Requirement a –
In the passage on network error correction, what do works using traditional block codes assume about the number of errors in network coding?

Though there are fruitful works for the error-correcting of network coding, most of them have a fatal drawback that they cannot correct corrupted propagated errors which are dense. As far as we know, all the existing works about NEC have an unrealistic assumption: the number of errors in network coding is bounded by a constant which is less than *C*. More so, in the situation where the traditional block codes are used, they assume that the number of errors in network coding is smaller than *C*/2. They cannot correct errors beyond *d*_{min}/2 = (*C* − *k*)/2 < *C*/2 where (*C*, *k*) is MDS linear block code with code length *C* and information length *k*. Only a few studies refer to the assumption that the number of errors in network coding is bigger than *C*/2*.* They are list coding in network coding [8, 9] homomorphic signatures [10]. However, homomorphic signatures based on cryptographic approaches can correct the propagated error which equals *C*. However, cryptographic approaches have great complexity, and it is completely impractical in NEC [10]. Although a novel idea using nonlinear network coding seems a promising method to correct more errors, it cannot solve the problem completely just now and this method needs further being studied [11]. Except homomorphic signatures [10], there is no approach that can cope with propagated error which reaches *C*.

Requirement b –
Arrange everything in the records from the line containing "the teal glove" down to the end of the records as a JSON list of strings, one string per line, leaving out blank lines.

Excerpts from a point labeling dataset –
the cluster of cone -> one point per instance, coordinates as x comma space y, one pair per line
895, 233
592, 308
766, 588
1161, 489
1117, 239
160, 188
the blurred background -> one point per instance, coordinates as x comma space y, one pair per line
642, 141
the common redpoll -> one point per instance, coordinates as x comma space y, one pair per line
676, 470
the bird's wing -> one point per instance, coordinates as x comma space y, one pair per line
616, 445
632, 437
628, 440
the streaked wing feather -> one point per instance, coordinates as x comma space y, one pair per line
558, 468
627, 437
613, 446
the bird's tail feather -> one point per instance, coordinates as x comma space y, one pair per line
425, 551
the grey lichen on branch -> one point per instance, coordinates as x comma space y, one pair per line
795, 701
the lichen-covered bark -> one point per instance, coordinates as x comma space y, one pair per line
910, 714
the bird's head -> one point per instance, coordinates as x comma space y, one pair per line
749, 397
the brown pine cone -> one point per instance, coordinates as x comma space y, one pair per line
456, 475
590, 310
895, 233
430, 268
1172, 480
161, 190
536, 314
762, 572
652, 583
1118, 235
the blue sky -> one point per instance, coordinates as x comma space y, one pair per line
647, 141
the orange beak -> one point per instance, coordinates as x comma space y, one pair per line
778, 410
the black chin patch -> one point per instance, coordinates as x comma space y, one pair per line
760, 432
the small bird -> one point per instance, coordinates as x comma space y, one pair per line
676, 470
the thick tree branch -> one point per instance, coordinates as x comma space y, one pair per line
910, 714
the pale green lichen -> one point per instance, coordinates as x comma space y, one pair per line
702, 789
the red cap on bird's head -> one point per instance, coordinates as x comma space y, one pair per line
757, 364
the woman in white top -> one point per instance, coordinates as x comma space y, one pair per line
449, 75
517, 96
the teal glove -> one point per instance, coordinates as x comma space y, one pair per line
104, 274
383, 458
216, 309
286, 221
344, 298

Result a –
They assume the number of errors in network coding is smaller than C/2.

Result b –
[
  "the teal glove -> one point per instance, coordinates as x comma space y, one pair per line",
  "104, 274",
  "383, 458",
  "216, 309",
  "286, 221",
  "344, 298"
]